Data supplied
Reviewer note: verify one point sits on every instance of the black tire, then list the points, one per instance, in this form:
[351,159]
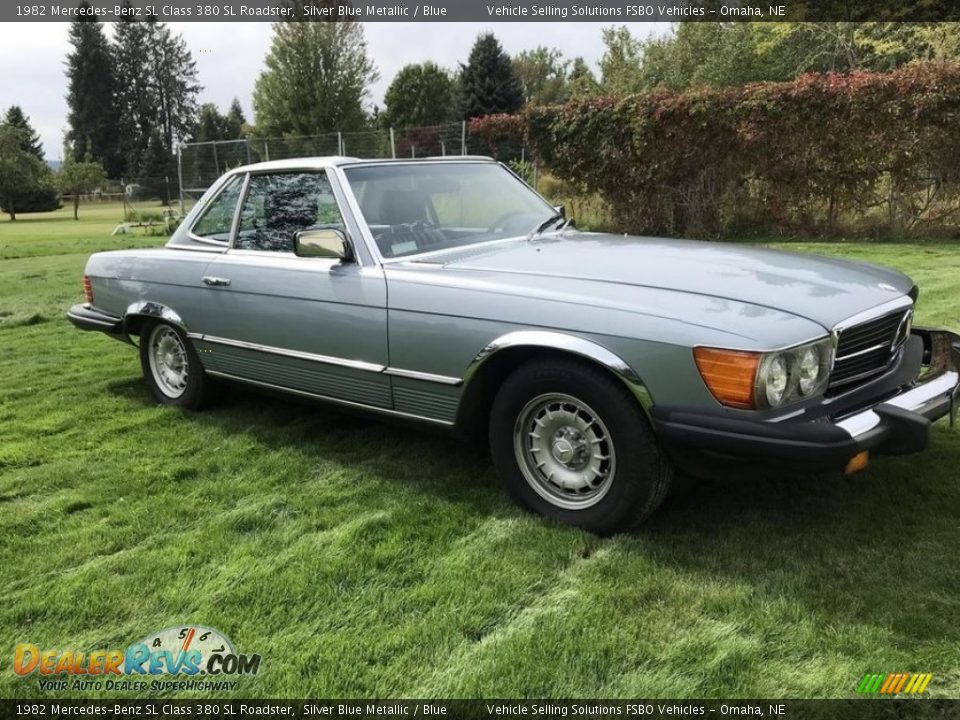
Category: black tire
[195,386]
[634,482]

Short exercise
Reproduce all of the rows above verbatim, leaving out the pictures.

Answer for this exercise
Reviewer note: verify one point sits on every instance of the black tire, then list the points, one per instance, in this form:
[351,159]
Category: black tire
[195,386]
[634,482]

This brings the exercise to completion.